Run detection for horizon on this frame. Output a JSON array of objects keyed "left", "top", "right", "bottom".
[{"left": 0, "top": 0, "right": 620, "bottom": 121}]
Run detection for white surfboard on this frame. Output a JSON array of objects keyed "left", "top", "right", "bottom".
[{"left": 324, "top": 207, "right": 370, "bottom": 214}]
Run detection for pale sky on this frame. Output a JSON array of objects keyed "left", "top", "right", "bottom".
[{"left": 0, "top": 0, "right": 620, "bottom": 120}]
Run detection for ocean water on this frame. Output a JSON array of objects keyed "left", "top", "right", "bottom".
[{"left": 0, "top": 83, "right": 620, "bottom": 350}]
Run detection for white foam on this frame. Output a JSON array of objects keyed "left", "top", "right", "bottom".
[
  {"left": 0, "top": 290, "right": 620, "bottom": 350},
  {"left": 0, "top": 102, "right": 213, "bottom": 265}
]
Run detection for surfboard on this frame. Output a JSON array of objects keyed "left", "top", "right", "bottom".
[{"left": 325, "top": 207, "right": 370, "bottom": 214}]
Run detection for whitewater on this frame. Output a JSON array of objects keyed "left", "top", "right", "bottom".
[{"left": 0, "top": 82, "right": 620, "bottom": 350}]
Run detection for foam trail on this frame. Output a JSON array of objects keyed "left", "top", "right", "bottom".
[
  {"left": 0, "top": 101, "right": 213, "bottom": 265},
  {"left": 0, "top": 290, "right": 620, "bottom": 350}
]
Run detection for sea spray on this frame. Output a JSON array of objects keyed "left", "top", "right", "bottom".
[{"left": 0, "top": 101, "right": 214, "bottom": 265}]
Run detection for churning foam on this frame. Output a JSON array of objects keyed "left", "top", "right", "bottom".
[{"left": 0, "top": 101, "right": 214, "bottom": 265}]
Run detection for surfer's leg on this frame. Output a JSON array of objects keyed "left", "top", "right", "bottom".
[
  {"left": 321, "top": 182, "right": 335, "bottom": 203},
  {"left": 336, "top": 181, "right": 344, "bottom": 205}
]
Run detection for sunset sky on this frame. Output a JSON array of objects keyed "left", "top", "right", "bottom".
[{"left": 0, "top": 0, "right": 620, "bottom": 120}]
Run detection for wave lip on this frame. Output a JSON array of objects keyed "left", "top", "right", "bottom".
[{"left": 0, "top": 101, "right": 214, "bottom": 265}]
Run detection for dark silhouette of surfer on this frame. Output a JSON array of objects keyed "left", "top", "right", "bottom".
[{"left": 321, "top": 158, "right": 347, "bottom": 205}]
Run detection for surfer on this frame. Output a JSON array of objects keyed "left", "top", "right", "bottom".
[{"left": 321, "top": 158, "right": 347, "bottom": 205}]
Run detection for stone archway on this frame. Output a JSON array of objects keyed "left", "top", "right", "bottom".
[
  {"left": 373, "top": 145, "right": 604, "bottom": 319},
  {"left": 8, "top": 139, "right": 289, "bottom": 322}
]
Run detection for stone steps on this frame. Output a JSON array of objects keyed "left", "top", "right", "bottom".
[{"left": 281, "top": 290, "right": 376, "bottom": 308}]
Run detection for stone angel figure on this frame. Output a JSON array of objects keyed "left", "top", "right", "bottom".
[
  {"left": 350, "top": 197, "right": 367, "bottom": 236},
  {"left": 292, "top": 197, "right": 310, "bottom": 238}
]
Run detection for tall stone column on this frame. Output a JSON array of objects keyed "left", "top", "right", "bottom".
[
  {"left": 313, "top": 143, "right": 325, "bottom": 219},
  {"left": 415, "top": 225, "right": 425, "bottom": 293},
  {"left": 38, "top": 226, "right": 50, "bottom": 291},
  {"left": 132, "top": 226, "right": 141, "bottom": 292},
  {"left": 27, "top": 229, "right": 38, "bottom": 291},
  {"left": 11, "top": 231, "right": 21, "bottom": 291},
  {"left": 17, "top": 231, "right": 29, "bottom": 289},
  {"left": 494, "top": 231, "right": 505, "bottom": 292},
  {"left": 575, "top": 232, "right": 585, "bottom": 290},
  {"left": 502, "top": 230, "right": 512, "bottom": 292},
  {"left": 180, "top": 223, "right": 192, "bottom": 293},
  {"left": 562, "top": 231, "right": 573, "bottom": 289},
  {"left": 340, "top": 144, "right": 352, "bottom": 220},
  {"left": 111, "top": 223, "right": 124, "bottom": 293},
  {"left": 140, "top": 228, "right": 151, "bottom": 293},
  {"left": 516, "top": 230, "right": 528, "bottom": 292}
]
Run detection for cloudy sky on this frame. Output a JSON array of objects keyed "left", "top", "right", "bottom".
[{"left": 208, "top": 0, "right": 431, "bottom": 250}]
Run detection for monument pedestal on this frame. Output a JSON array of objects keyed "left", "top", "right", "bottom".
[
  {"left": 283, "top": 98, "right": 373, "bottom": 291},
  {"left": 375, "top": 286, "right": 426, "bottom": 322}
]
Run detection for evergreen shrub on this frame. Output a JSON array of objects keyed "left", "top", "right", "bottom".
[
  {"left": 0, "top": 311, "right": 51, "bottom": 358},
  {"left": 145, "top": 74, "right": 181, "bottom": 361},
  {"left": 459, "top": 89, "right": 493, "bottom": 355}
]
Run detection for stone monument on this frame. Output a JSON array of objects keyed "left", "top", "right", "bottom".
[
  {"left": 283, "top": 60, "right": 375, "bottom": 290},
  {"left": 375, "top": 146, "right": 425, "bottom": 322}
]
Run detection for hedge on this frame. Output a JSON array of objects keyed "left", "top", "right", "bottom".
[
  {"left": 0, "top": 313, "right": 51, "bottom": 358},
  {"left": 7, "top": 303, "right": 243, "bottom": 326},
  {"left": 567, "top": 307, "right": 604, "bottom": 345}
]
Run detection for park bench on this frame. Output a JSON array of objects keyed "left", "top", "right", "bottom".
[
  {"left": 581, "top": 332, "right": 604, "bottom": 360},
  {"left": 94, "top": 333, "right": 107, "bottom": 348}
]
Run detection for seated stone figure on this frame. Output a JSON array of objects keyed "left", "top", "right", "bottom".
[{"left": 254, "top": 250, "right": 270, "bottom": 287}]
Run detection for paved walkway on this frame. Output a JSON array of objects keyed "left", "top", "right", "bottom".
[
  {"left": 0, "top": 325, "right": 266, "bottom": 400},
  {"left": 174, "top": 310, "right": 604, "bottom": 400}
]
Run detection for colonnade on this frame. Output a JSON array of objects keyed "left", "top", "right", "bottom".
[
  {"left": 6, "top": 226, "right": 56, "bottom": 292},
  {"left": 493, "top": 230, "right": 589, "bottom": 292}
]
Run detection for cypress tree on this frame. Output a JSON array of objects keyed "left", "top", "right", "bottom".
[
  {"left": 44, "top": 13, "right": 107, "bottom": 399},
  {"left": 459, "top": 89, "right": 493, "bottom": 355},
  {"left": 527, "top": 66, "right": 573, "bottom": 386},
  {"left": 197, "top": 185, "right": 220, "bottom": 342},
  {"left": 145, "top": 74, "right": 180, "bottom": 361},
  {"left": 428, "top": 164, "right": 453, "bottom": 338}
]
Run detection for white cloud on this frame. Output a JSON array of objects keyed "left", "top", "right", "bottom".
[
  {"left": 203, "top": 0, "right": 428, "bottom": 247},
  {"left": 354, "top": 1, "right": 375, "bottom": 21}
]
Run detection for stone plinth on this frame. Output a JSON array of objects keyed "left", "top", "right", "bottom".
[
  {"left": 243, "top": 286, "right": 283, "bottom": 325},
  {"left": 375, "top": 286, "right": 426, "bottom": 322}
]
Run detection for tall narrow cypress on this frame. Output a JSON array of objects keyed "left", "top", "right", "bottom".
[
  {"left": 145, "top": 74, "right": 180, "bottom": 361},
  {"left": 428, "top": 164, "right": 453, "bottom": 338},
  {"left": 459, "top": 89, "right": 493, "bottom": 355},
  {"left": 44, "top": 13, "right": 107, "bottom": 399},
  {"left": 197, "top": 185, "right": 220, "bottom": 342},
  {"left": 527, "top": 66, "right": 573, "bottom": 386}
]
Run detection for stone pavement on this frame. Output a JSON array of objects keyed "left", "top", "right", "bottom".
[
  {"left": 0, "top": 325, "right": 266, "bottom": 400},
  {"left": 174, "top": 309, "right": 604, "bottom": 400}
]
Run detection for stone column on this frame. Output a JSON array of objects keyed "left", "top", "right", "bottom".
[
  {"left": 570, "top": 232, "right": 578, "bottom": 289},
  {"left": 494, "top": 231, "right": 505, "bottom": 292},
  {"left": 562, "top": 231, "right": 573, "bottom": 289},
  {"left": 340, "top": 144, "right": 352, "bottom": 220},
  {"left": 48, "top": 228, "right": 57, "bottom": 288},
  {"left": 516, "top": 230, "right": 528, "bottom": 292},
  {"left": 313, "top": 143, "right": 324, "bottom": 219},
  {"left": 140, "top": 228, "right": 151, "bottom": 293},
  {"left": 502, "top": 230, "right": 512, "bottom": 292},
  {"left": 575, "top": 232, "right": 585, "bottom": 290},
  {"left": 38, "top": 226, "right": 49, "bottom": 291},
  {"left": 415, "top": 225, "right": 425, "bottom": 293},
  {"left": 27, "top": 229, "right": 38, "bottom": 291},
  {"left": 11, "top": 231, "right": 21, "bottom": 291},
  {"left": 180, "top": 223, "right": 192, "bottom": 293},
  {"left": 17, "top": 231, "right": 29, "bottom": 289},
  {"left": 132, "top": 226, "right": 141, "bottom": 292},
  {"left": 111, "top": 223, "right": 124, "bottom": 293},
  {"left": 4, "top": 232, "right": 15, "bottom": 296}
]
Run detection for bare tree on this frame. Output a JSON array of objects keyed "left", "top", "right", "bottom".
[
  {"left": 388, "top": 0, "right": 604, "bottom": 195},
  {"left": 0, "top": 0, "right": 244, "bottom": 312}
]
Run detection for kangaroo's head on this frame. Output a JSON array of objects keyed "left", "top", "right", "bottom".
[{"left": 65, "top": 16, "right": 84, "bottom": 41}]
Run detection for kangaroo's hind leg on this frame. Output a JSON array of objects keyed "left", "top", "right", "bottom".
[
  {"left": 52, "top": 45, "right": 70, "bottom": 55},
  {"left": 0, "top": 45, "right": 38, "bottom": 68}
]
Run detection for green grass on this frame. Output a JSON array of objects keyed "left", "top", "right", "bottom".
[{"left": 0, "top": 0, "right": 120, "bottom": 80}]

• What you will do: Report every line above that contains the string "foam", matching case exactly.

• Correct output:
Run detection for white foam on this frame. Output a JSON array of objects keyed "left", "top", "right", "bottom".
Run detection for foam trail on this frame. Output a JSON array of objects keyed "left", "top", "right", "bottom".
Run detection for churning foam on this frame. Output a JSON array of objects keyed "left", "top", "right", "bottom".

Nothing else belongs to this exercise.